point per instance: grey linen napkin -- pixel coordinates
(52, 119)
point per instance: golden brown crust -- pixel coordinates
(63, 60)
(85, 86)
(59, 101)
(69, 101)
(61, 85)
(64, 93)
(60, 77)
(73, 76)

Your objective: The answer must be the line containing "point per instance: golden" and every line after it to the end of the records, repeated exactly.

Written answer:
point per instance: golden brown crust -- pixel coordinates
(63, 60)
(85, 86)
(59, 101)
(69, 101)
(61, 85)
(64, 93)
(60, 77)
(73, 76)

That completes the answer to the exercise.